Data excerpts
######

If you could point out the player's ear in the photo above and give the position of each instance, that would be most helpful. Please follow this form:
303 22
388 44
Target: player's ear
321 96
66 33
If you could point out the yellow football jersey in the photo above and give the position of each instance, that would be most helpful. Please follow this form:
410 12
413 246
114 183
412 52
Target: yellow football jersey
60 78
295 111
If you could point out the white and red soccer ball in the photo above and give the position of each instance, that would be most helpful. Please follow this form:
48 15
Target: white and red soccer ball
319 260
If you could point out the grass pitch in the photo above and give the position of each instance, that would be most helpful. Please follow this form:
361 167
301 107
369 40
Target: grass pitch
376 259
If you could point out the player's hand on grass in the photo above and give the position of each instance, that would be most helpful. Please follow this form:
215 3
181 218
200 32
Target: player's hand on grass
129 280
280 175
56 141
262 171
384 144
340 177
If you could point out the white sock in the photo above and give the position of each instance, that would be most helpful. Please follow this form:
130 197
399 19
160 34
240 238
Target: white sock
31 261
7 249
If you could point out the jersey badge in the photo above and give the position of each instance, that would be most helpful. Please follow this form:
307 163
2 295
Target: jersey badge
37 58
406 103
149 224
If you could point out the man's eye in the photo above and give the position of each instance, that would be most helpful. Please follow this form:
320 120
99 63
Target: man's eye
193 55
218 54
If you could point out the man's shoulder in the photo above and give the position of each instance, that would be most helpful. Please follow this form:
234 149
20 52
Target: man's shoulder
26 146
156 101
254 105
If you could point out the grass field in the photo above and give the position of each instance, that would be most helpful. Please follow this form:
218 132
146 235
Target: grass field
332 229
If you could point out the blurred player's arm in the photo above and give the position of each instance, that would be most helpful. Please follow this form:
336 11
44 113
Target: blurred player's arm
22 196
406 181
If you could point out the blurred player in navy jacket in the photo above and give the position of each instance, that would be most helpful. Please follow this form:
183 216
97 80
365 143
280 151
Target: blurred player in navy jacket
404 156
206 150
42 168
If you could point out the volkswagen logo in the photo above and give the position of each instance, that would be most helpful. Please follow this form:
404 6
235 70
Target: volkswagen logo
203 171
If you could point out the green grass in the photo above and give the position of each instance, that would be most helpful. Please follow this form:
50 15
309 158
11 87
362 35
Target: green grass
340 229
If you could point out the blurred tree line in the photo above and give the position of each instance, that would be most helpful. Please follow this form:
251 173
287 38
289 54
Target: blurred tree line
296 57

######

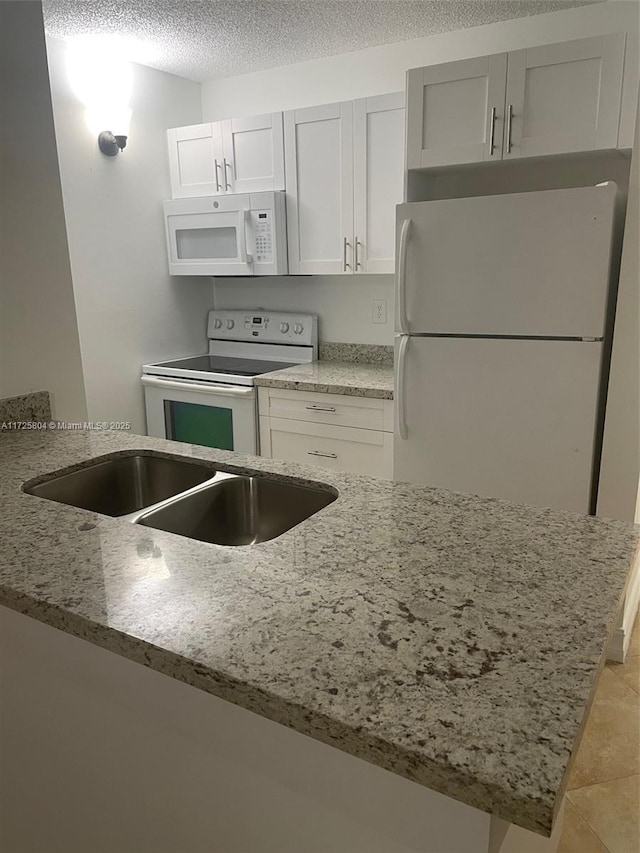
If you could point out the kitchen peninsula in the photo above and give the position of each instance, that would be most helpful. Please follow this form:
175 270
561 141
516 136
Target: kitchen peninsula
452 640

######

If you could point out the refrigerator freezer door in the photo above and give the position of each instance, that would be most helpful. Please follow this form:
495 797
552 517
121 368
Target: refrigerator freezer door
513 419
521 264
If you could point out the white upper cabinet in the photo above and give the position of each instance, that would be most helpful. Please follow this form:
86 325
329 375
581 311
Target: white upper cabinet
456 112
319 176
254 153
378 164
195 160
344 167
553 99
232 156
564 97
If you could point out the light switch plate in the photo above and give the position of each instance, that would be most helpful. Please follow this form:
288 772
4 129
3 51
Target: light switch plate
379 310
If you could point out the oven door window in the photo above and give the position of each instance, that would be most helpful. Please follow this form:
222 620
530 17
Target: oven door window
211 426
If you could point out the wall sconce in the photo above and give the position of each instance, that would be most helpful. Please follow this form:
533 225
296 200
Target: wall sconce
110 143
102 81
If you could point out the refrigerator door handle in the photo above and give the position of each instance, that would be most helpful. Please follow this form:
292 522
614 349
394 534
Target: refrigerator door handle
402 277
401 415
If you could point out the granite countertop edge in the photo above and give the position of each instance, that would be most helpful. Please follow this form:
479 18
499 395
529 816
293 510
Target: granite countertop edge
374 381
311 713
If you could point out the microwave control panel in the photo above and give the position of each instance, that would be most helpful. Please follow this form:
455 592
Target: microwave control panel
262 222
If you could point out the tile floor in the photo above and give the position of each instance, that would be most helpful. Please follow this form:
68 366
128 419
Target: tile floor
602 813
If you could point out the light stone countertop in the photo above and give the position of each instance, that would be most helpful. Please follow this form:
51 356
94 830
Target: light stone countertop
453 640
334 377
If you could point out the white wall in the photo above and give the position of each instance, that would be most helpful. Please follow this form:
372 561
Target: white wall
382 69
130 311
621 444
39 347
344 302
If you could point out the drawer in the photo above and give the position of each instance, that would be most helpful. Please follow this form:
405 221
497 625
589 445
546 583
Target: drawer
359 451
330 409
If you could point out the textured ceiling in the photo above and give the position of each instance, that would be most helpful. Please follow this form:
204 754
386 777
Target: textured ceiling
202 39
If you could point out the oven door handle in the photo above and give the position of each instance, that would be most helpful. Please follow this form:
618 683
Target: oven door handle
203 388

######

INSTRUCTIONS TO FOLLOW:
Extract exactly and only the lines above from the line containing "If you could point out the player's ear" through the line containing "If you could point out the grass pitch", both end lines included.

ANSWER SECTION:
If you could point out the player's ear in the photo above and give the position of each instance, that would be most helpful. Please follow this form:
303 22
388 44
Target: player's ear
321 96
66 33
If you could point out the yellow football jersey in the photo above and give the position of each instance, that would be most helpful. Please follow this form:
410 12
413 246
114 183
412 52
Target: yellow football jersey
60 78
295 111
If you could point out the white and red soccer ball in the photo above and give the position of each instance, that would be most helpful. Please follow this form:
48 15
Target: white and red soccer ball
319 260
If you could point out the grass pitch in the photo above and give the position of each instance, that would be most helpful. Please follow this form:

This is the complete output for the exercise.